SHORT TASK => Count the lines of the records that contain the string "tree", treating uppercase and lowercase as distinct, and reply with the number alone.

MATERIAL PROVIDED =>
>> Start

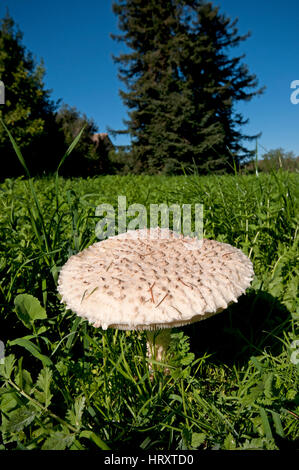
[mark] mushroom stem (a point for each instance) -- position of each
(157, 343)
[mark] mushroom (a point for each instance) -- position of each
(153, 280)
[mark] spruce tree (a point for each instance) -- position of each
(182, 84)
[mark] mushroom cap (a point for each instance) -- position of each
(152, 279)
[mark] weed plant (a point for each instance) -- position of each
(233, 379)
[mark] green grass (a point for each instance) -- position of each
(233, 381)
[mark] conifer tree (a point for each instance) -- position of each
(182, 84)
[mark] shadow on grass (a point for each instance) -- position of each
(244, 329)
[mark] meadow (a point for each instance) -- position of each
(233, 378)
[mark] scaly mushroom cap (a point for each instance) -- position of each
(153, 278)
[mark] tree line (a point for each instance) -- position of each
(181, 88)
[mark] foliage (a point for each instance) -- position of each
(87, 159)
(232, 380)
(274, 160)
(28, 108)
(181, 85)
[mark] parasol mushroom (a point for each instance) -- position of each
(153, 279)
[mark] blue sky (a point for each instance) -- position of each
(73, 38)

>> End
>> Start

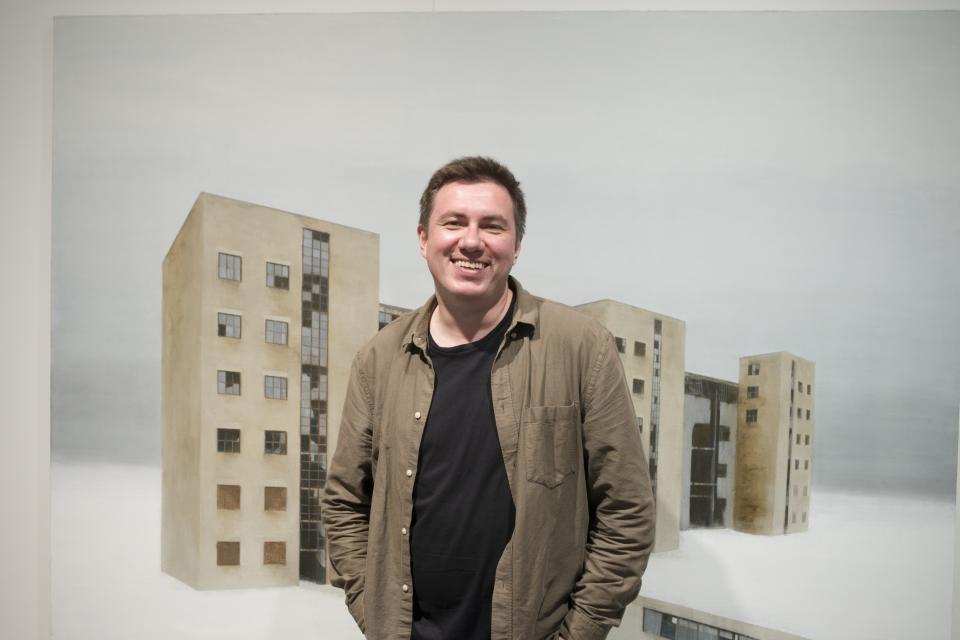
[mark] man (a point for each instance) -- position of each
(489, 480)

>> End

TASK RESPONSE => 3